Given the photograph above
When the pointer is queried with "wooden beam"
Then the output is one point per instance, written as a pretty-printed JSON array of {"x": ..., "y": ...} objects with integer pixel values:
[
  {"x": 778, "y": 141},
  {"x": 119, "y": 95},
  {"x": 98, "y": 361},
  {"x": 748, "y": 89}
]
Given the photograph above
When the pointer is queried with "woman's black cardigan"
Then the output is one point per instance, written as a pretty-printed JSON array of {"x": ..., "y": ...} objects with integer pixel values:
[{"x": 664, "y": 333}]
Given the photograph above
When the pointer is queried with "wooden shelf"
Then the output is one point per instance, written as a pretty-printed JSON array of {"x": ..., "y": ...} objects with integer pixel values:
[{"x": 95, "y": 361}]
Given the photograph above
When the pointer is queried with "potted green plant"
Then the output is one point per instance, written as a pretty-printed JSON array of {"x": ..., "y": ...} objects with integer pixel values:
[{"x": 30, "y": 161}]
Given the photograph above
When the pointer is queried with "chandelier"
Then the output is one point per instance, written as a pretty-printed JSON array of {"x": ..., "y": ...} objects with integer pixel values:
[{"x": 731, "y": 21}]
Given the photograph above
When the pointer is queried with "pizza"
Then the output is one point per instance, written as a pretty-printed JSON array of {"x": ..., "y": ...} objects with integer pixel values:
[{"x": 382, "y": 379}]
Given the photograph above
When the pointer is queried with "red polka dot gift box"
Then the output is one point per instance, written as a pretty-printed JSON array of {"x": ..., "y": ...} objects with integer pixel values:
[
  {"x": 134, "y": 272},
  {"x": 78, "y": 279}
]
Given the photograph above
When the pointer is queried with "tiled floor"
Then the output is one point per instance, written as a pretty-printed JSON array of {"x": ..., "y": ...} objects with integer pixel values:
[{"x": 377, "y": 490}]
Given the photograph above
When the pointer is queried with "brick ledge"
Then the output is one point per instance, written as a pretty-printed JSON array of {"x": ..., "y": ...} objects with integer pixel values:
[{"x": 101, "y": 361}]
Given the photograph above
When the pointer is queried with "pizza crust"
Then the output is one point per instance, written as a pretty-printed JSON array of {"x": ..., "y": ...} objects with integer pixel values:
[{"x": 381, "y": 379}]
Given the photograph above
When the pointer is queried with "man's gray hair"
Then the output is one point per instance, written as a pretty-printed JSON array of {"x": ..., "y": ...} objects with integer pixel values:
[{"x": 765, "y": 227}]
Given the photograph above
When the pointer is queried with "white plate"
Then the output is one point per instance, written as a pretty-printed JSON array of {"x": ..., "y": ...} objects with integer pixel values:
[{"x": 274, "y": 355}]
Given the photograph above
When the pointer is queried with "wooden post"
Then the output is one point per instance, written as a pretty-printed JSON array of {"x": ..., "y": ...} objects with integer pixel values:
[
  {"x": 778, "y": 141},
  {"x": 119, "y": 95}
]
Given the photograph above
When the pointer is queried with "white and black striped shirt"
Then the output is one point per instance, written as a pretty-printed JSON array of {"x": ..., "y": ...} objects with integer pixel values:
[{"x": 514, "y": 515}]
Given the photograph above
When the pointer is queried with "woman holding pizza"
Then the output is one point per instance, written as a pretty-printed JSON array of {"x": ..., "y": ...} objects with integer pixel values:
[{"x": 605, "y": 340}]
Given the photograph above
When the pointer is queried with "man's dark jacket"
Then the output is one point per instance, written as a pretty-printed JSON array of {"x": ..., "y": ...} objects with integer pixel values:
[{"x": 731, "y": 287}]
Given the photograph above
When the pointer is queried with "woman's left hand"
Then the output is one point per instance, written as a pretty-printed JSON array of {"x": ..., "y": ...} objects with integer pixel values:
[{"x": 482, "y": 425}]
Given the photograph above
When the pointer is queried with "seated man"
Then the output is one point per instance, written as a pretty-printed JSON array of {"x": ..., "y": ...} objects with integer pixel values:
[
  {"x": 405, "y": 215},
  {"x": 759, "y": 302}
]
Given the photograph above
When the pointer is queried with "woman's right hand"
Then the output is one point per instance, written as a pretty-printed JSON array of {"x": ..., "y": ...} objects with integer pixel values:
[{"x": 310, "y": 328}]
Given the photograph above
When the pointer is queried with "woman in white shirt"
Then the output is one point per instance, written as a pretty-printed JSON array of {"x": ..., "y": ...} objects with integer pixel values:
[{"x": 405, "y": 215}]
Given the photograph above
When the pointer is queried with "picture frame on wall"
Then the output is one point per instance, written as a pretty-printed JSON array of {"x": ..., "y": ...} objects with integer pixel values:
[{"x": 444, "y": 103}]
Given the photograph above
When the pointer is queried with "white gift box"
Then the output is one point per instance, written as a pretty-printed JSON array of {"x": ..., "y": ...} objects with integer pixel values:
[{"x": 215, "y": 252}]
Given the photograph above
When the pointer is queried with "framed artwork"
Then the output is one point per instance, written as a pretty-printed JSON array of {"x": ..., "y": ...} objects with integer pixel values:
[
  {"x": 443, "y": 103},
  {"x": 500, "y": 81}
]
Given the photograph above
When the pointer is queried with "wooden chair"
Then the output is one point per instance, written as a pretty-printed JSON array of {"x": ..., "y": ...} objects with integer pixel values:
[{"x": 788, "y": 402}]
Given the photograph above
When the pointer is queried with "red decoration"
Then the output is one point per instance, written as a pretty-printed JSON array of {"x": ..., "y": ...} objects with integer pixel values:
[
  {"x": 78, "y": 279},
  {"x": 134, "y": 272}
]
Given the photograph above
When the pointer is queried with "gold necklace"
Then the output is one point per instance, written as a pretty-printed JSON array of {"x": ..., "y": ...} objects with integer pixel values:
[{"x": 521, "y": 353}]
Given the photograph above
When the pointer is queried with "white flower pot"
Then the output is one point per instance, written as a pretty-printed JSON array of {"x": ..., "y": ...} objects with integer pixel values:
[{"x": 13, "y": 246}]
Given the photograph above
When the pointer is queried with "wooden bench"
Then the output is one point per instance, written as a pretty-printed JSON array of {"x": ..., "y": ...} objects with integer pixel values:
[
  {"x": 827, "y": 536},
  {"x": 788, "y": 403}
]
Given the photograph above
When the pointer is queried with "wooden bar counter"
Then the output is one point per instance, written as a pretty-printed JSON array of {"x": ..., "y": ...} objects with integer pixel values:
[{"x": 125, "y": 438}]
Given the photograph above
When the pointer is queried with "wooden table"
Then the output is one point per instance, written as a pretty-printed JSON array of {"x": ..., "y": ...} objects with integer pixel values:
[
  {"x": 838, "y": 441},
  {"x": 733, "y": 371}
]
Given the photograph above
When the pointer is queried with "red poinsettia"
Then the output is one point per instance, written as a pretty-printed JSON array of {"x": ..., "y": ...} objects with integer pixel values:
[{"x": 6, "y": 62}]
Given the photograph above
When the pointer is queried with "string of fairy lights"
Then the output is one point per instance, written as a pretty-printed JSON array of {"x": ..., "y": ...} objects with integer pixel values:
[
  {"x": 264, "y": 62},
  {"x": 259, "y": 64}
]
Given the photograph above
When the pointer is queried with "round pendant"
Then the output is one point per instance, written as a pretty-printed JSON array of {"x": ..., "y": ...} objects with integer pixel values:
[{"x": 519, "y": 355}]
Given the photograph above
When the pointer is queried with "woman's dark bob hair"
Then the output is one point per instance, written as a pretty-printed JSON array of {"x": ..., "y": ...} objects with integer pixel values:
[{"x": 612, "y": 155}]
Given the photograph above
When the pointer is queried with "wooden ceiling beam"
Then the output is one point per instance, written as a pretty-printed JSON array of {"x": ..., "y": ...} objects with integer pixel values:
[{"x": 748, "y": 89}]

(How to complete this task)
In the records above, find each line with the string "pizza" and list it.

(Completed exercise)
When the pointer is queried with "pizza"
When the pointer is queried with "pizza crust"
When the pointer is queried with "woman holding pizza"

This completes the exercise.